_Directions for this task_
Every entry must be output exactly as it was written.

_Data supplied_
○ ○ ○ ○ ○ ○ ○
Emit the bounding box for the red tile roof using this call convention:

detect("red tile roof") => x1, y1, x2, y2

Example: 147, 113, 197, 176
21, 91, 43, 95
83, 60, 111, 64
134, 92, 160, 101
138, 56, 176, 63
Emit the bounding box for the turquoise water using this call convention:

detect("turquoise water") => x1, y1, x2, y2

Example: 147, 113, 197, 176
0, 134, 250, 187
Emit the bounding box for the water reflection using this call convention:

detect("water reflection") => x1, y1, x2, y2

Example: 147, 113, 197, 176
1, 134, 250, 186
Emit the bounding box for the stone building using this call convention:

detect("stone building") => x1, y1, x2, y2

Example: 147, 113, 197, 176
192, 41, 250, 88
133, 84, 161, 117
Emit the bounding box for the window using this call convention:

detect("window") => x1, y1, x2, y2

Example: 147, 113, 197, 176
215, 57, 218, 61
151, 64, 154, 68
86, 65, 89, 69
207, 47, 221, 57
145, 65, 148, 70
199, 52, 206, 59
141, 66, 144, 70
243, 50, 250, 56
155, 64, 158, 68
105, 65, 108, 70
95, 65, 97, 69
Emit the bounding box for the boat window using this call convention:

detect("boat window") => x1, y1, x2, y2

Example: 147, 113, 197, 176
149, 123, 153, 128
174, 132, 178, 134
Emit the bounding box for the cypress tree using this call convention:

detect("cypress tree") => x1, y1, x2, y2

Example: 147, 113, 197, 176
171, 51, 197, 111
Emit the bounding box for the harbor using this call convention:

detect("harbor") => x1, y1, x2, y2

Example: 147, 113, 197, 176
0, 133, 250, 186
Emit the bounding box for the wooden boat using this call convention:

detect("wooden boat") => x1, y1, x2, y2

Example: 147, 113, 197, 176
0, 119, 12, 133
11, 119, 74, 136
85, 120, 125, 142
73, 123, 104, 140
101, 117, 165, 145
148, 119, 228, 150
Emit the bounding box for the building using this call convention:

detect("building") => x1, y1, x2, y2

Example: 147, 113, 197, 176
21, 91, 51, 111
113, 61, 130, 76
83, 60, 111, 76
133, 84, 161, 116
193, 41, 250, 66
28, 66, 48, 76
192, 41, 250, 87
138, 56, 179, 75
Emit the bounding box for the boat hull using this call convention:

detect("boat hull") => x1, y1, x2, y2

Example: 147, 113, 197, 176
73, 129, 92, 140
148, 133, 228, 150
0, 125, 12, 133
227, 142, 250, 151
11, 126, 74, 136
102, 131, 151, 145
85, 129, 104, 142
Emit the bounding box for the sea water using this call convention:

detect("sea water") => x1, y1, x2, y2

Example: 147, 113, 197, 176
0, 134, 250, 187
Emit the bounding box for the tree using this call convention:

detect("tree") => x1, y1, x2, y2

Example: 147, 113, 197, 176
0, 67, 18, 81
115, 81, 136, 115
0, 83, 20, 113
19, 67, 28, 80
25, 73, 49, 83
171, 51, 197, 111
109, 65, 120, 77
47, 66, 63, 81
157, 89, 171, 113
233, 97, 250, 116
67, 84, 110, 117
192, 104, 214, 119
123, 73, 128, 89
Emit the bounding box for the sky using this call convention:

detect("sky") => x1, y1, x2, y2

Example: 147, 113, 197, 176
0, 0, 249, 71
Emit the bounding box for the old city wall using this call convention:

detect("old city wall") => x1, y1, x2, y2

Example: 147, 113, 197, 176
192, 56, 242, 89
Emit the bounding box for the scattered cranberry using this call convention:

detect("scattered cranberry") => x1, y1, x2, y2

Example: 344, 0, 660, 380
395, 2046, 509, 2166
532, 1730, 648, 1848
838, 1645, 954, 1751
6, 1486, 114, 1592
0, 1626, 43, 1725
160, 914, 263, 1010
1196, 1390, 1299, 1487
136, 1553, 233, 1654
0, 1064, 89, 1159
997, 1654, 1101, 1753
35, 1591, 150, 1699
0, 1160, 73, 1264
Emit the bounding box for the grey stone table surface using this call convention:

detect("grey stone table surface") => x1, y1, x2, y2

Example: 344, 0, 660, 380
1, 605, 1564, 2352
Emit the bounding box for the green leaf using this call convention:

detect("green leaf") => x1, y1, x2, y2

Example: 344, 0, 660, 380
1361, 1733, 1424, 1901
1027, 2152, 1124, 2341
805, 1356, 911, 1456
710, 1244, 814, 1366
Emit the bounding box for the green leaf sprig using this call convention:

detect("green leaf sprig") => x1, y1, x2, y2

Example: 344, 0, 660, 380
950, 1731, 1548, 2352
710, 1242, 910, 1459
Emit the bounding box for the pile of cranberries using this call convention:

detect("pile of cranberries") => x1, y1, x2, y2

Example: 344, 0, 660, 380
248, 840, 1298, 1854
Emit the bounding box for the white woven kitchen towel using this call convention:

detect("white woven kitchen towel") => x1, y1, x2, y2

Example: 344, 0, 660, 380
○ ○ ○ ○ ○ ○ ○
_Output of the exercise_
Emit the bounding box for the red tile roof using this call convention:

detect("red tile roof") => x1, y1, x2, y2

Example: 147, 113, 197, 176
21, 91, 43, 95
83, 60, 111, 64
134, 92, 160, 101
138, 56, 176, 63
Emit the bounding box for the turquoise water using this call convention:

detect("turquoise water") => x1, y1, x2, y2

Example: 147, 113, 197, 176
0, 134, 250, 187
Emit the bounding box for the water reflection using this call convention:

detect("water reflection") => x1, y1, x2, y2

Example: 147, 113, 197, 176
1, 134, 250, 186
Emit the bounding box for the stone building using this call convention:

detect("stone building") => x1, y1, x2, y2

Example: 147, 113, 197, 176
192, 41, 250, 88
133, 84, 161, 117
Emit the bounding box for the window using this call convention:

detect("window") => x1, y1, x2, y2

Example: 147, 113, 197, 176
215, 57, 218, 61
151, 64, 154, 68
86, 65, 89, 69
207, 47, 221, 57
145, 65, 148, 70
199, 52, 206, 59
141, 66, 144, 70
243, 50, 250, 56
155, 64, 158, 68
105, 65, 108, 70
95, 65, 97, 69
Emit the bounding box for the boat window using this call convention:

detect("boat window") => x1, y1, x2, y2

Example: 147, 113, 197, 176
149, 123, 153, 128
174, 132, 178, 134
Emit the bounding box for the cypress tree using this call convention:

detect("cypress tree") => x1, y1, x2, y2

Example: 147, 113, 197, 176
171, 51, 197, 111
Emit the bounding box for the harbor using this call convention:

detect("harbor") => x1, y1, x2, y2

Example: 147, 113, 197, 176
0, 133, 250, 186
Emit the bounding box for the wooden boat using this call convention:

detect("wooden boat") => x1, y1, x2, y2

Example: 147, 113, 197, 176
0, 119, 12, 133
11, 119, 74, 136
85, 120, 125, 142
73, 123, 104, 140
101, 117, 165, 145
148, 119, 228, 150
Emit the bounding box for the building using this call convention:

detect("building") => x1, y1, x2, y2

Example: 147, 113, 197, 176
21, 91, 51, 111
113, 61, 130, 76
83, 60, 111, 76
133, 84, 161, 116
193, 41, 250, 66
28, 66, 48, 76
192, 41, 250, 87
138, 56, 179, 75
Emit the bounding box for the boat hull using this call convention:

detect("boat hull") => x1, y1, x2, y2

Example: 147, 113, 197, 176
73, 129, 92, 140
148, 133, 228, 150
0, 125, 12, 133
227, 142, 250, 151
11, 126, 74, 136
102, 131, 151, 145
85, 129, 104, 142
Emit the bounding box for the sea water using this call convention:

detect("sea water") => x1, y1, x2, y2

Example: 147, 113, 197, 176
0, 134, 250, 187
Emit the bounding box for the tree using this call convention:

detect("tree") => x1, y1, x2, y2

Example: 147, 113, 197, 176
0, 67, 18, 81
115, 81, 136, 115
0, 83, 20, 113
19, 67, 28, 80
25, 73, 49, 83
171, 51, 197, 111
109, 65, 120, 77
47, 66, 63, 81
157, 89, 171, 113
233, 97, 250, 116
67, 84, 110, 117
192, 104, 214, 119
123, 73, 128, 89
Emit the bounding box for the sky using this call convention:

detect("sky") => x1, y1, x2, y2

Example: 147, 113, 197, 176
0, 0, 249, 71
Emit the bounding box for the old city wall using this call convention:

detect("old city wall") => x1, y1, x2, y2

Example: 147, 113, 197, 176
192, 56, 242, 89
Emit the bounding box for the scattered cranberry using this call convention:

detect("scattered cranberry") => x1, y1, x2, y2

Example: 344, 0, 660, 380
395, 2046, 509, 2166
532, 1730, 648, 1848
838, 1645, 954, 1751
6, 1486, 114, 1592
0, 1626, 43, 1725
160, 914, 263, 1010
1196, 1390, 1299, 1487
136, 1553, 233, 1654
0, 1064, 89, 1159
997, 1654, 1101, 1753
35, 1591, 150, 1699
0, 1160, 73, 1264
Emit the bounding box for the grey stone table surface using this call convention:

detect("grey stone table surface") => x1, y1, x2, y2

Example: 344, 0, 660, 380
1, 605, 1564, 2352
Emit the bounding box for the green leaf using this call convention:

detect("green leaf") => x1, y1, x2, y2

Example: 344, 0, 660, 380
1361, 1733, 1424, 1901
1027, 2152, 1124, 2341
805, 1356, 911, 1456
710, 1244, 814, 1366
Emit the bounding box for the green leaf sprig using this call convention:

detect("green leaf sprig") => x1, y1, x2, y2

Example: 344, 0, 660, 380
950, 1731, 1548, 2352
710, 1242, 910, 1459
Emit the bounding box for the pile of cranberries using this call convention:

detect("pile of cranberries") => x1, y1, x2, y2

Example: 344, 0, 660, 380
248, 840, 1298, 1854
Emit the bounding box for the white woven kitchen towel using this call convention:

detect("white woven kitchen towel") => x1, y1, x2, y2

Example: 344, 0, 660, 380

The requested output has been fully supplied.